▶ _PROBLEMA PROPOSTO 1_
Secondo il brano sul report Veeam Data Protection Trends 2020, perché la ricerca commissionata a Vanson Bourne è interessante?

● ● ● ● ● ● ●

Il report Veeam Data Protection Trends 2020 fotografa la percezione delle grandi aziende su cinque macro aree: la protezione dei dati (data protection), l’impatto per la perdita dei dati e la mancata disponibilità applicativa, i progetti di trasformazione digitale, il backup non solo inteso come protezione delle informazioni, e il cloud anche come risorsa per indirizzare questi bisogni.
Veeam ha commissionato la ricerca a Vanson Bourne che ha coinvolto oltre 1.500 aziende (decisori di business e IT) a livello globale (22 Paesi) di tutti i comparti; si tratta di realtà medio/grandi con oltre 5mila dipendenti, la maggior parte non clienti dell’azienda. La ricerca è interessante perché fanno parte del campione anche 246 realtà italiane e perché individua alcuni trend che guideranno le strategie aziendali nel corso dell’anno.

Ne parla Alessio Di Benedetto, responsabile della prevendita per la region del Sud Europa di Veeam. L’azienda (oltre 4mila dipendenti) ha chiuso il 2019 con un fatturato di oltre 1 miliardi di dollari, conta come clienti oltre l’80% delle aziende Fortune 500 (sono 375mila complessivamente) e da 12 anni cresce con un approccio al mercato al 100% attraverso il canale, in 160 Paesi. Dall’offerta software di backup per la protezione dei workload virtuali, il portafoglio si è evoluto ed oggi Veeam offre a tutto tondo soluzioni di cloud data management in grado di assicurare la disponibilità del dato in ogni ambiente.

● ● ● ● ● ● ●

▶ _PROBLEMA PROPOSTO 2_
Cambia "white" in "blue" nel tratto delle voci che parte dall'inizio delle voci e si chiude con la riga contenente "[[[26,81],[24,81],[24,93],[26,102],[29,103],[30,102],[30,86]]]", inclusa, lasciando invariato tutto il resto.

▶ _MATERIALE FORNITO_

● ● ● ● ● ● ●

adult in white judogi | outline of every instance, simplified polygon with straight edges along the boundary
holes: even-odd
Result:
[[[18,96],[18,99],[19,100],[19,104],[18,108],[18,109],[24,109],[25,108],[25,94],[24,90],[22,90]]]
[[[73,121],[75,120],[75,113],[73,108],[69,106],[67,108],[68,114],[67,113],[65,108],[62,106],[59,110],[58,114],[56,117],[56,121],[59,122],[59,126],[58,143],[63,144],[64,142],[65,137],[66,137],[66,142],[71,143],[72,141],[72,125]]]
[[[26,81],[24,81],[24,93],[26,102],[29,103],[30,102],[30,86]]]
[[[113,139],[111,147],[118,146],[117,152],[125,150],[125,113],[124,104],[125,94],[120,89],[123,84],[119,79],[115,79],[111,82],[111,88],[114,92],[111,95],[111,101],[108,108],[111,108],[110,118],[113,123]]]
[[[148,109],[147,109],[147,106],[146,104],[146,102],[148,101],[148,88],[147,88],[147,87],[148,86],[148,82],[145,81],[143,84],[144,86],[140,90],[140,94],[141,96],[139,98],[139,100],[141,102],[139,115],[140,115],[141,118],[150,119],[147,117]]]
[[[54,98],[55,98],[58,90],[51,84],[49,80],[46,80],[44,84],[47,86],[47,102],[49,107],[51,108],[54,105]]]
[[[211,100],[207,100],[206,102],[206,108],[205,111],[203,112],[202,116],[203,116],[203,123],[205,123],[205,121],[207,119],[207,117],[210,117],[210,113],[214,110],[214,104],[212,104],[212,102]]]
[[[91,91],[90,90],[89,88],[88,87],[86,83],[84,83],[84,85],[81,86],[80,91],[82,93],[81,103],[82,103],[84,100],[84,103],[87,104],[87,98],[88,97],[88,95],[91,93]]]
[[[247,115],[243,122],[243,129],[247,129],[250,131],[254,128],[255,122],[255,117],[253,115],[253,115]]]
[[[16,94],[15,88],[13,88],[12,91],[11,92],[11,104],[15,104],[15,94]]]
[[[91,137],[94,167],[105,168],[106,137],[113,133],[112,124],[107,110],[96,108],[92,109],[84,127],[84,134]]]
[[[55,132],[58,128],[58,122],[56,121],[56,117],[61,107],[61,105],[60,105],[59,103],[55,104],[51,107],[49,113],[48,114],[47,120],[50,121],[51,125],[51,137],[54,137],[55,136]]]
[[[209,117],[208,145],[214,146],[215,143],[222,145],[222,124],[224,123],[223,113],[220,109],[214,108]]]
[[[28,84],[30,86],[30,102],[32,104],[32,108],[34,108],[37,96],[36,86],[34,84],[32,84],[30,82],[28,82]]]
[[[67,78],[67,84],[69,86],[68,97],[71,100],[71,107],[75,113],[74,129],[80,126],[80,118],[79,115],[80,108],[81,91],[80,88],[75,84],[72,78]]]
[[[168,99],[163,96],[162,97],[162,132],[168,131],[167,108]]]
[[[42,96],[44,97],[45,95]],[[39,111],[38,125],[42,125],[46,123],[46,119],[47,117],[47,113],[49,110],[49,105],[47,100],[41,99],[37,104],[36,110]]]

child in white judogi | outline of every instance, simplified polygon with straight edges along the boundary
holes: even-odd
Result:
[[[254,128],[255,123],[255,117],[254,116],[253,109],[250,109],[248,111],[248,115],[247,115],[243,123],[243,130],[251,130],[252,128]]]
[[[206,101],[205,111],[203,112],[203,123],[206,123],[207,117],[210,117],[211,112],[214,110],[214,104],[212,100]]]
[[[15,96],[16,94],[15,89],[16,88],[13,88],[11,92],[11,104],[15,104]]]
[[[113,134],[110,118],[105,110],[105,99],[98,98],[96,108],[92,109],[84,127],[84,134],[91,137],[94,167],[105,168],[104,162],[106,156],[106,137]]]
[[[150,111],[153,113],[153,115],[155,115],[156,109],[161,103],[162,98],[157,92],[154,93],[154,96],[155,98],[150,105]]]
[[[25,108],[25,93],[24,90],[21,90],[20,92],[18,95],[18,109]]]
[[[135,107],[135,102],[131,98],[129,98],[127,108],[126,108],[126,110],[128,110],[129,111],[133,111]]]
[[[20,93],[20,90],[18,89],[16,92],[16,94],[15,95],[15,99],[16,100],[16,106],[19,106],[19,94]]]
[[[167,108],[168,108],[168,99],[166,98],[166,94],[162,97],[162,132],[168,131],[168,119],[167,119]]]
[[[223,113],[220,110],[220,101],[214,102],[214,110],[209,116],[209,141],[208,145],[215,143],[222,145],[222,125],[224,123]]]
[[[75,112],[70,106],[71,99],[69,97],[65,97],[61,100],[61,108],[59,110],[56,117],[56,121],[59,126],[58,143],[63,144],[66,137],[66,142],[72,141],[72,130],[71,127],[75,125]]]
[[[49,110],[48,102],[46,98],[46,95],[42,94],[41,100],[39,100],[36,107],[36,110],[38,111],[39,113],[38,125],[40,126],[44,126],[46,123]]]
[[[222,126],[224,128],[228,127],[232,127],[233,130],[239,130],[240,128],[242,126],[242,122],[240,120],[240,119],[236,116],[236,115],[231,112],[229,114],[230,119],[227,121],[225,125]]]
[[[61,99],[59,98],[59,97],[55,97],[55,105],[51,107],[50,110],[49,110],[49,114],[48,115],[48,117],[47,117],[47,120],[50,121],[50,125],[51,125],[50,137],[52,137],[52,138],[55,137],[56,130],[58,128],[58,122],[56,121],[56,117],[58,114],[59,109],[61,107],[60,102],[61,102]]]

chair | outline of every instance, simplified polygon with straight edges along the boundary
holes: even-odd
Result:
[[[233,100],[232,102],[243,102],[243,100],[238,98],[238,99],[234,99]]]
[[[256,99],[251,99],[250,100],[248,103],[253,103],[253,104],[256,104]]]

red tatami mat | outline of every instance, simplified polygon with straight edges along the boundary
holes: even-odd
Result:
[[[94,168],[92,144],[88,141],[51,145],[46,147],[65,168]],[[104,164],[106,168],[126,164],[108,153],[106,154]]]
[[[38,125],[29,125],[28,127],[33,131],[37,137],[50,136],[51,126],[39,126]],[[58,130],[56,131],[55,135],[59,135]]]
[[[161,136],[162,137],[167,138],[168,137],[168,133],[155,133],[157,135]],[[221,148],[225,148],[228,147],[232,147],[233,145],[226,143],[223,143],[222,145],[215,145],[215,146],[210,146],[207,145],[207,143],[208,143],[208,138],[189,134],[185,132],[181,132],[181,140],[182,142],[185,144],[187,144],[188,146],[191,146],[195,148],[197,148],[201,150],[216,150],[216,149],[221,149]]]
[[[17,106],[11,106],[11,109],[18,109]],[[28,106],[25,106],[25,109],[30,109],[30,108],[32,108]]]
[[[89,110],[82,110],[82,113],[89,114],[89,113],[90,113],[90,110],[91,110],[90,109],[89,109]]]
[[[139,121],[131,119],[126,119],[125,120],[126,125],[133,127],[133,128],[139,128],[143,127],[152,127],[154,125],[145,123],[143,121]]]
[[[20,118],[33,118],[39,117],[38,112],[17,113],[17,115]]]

● ● ● ● ● ● ●

▶ _RISPOSTA CORRETTA 1_
La ricerca è interessante perché nel campione ci sono anche 246 realtà italiane e perché individua alcuni trend che guideranno le strategie aziendali nel corso dell'anno.

▶ _RISPOSTA CORRETTA 2_
adult in blue judogi | outline of every instance, simplified polygon with straight edges along the boundary
holes: even-odd
Result:
[[[18,96],[18,99],[19,100],[19,104],[18,108],[18,109],[24,109],[25,108],[25,94],[24,90],[22,90]]]
[[[73,121],[75,120],[75,113],[73,108],[69,106],[67,108],[68,114],[67,113],[65,108],[62,106],[59,110],[58,114],[56,117],[56,121],[59,122],[59,126],[58,143],[63,144],[64,142],[65,137],[66,137],[66,142],[71,143],[72,141],[72,125]]]
[[[26,81],[24,81],[24,93],[26,102],[29,103],[30,102],[30,86]]]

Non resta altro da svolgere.